Daddy hired many young men and trained them. He treated them all as family. Daddy developed macular degenerative disease in his last years and was legally blind. For a while he continued to work and had Mama drive him to the job site. She would then either stay with him or one of the guys working for him would be there. Eventually his eyesight got so bad he couldn’t continue to do this. He always worried about what would happen to the people with no money in his town. He said the other plumbers would not work without charging them.

Without doubt some of the people my parents helped did not deserve it. And certainly they helped people that did not work as hard as they did. But they never worried about that. If someone was drowning, they did not say “well, you should have taken swimming lessons when you had the chance” or “you should have built a bridge over this water when you had some extra money instead of spending it foolishly”. They just reached out a hand and pulled them in.

I have seen my siblings and my children and nieces and nephews do the same. I know that Mama and Daddy would be proud of us. I am saddened to see so many people, even doctors who take an oath to help, complain about helping others. They only want to help people they consider deserving of help. But my parents taught us it was not up to us to judge who was worthy. It was only to judge who was in need.

Sunday, October 24, 2010

Donuts and Army Tanks


When I was a little girl my Papa would sometimes take me to work with him on Saturday. Sometimes he took me and my brother David and sometimes he took each of us by ourselves. Papa had been a farmer most of his life, but that was before I knew him. We lived in a duplex house on Orange Street in Monroe, Louisiana with Papa and Mamow living on one side and us living on the other. When you are one of seven children, you rarely get any special treatment; you tend to get lost in the crowd! So these trips to work with Papa were a treat.


My Papa was one of the crankiest people I have ever known. He had a terrible temper and verbal fisticuffs between him and my mom, his daughter, were not a rare occurrence. But he thought I was special. Every evening after supper, I would go to my grandparent’s side of the duplex to watch television. None of my siblings ever went; I was the only one.  I had a big chair there that I would sprawl out in with my feet hanging over the arm and listen to Ed Sullivan talk to Topo Gigio, the little Italian mouse, or follow Dorothy as she made her way to Oz. I was fascinated by a house that had places not taken up by people and felt I had room to breathe there. Our big family took up all the room and sucked up all the air on our side of the little house.

§ Entries shown:
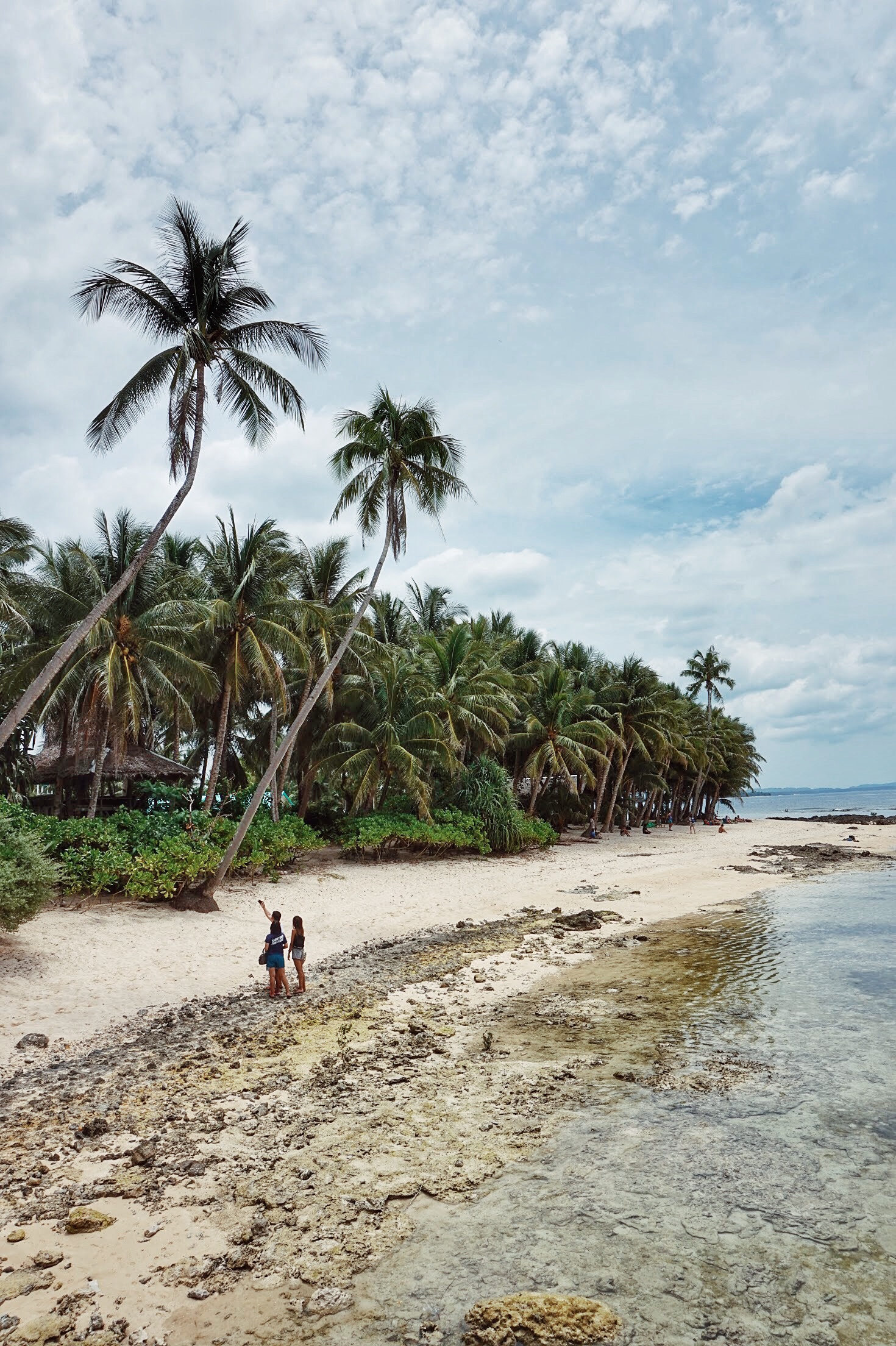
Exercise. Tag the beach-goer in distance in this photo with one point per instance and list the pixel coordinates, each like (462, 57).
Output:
(297, 949)
(275, 950)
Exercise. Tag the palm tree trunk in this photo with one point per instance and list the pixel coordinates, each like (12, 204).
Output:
(307, 786)
(645, 813)
(602, 786)
(275, 792)
(284, 769)
(608, 820)
(176, 734)
(55, 665)
(63, 754)
(215, 882)
(98, 764)
(221, 738)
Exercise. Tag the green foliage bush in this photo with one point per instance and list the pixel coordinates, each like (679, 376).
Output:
(450, 831)
(379, 833)
(483, 788)
(154, 856)
(27, 875)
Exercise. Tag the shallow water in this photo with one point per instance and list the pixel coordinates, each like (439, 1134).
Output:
(762, 1213)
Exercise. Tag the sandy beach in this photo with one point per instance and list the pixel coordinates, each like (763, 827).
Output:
(72, 974)
(249, 1170)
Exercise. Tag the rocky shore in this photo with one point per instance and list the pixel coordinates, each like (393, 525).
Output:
(230, 1172)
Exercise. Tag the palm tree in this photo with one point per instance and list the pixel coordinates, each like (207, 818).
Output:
(637, 714)
(469, 691)
(206, 312)
(391, 452)
(329, 593)
(391, 621)
(563, 735)
(16, 549)
(252, 618)
(708, 674)
(431, 609)
(133, 660)
(392, 739)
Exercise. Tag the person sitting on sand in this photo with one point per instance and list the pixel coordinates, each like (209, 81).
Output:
(297, 949)
(275, 949)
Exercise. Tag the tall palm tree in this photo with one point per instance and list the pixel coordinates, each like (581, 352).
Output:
(252, 619)
(16, 549)
(206, 313)
(469, 689)
(135, 658)
(391, 621)
(431, 609)
(391, 452)
(637, 714)
(563, 735)
(392, 739)
(708, 674)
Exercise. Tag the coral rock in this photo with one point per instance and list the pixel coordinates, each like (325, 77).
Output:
(540, 1321)
(85, 1220)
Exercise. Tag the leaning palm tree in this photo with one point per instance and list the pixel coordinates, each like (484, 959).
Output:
(135, 660)
(206, 313)
(251, 622)
(391, 452)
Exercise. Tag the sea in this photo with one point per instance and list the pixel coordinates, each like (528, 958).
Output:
(745, 1216)
(803, 804)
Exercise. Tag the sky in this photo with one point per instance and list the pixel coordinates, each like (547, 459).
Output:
(638, 254)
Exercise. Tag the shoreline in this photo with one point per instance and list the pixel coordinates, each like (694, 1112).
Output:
(76, 974)
(374, 1092)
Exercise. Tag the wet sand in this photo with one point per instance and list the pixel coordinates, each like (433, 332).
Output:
(283, 1151)
(77, 969)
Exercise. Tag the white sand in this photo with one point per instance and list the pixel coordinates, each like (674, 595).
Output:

§ Instructions for the task: Please reproduce the family memoir text above in full, word for word.

§ Exercise result:
Daddy hired many young men and trained them. He treated them all as family. Daddy developed macular degenerative disease in his last years and was legally blind. For a while he continued to work and had Mama drive him to the job site. She would then either stay with him or one of the guys working for him would be there. Eventually his eyesight got so bad he couldn’t continue to do this. He always worried about what would happen to the people with no money in his town. He said the other plumbers would not work without charging them.

Without doubt some of the people my parents helped did not deserve it. And certainly they helped people that did not work as hard as they did. But they never worried about that. If someone was drowning, they did not say “well, you should have taken swimming lessons when you had the chance” or “you should have built a bridge over this water when you had some extra money instead of spending it foolishly”. They just reached out a hand and pulled them in.

I have seen my siblings and my children and nieces and nephews do the same. I know that Mama and Daddy would be proud of us. I am saddened to see so many people, even doctors who take an oath to help, complain about helping others. They only want to help people they consider deserving of help. But my parents taught us it was not up to us to judge who was worthy. It was only to judge who was in need.

Sunday, October 24, 2010

Donuts and Army Tanks


When I was a little girl my Papa would sometimes take me to work with him on Saturday. Sometimes he took me and my brother David and sometimes he took each of us by ourselves. Papa had been a farmer most of his life, but that was before I knew him. We lived in a duplex house on Orange Street in Monroe, Louisiana with Papa and Mamow living on one side and us living on the other. When you are one of seven children, you rarely get any special treatment; you tend to get lost in the crowd! So these trips to work with Papa were a treat.


My Papa was one of the crankiest people I have ever known. He had a terrible temper and verbal fisticuffs between him and my mom, his daughter, were not a rare occurrence. But he thought I was special. Every evening after supper, I would go to my grandparent’s side of the duplex to watch television. None of my siblings ever went; I was the only one.  I had a big chair there that I would sprawl out in with my feet hanging over the arm and listen to Ed Sullivan talk to Topo Gigio, the little Italian mouse, or follow Dorothy as she made her way to Oz. I was fascinated by a house that had places not taken up by people and felt I had room to breathe there. Our big family took up all the room and sucked up all the air on our side of the little house.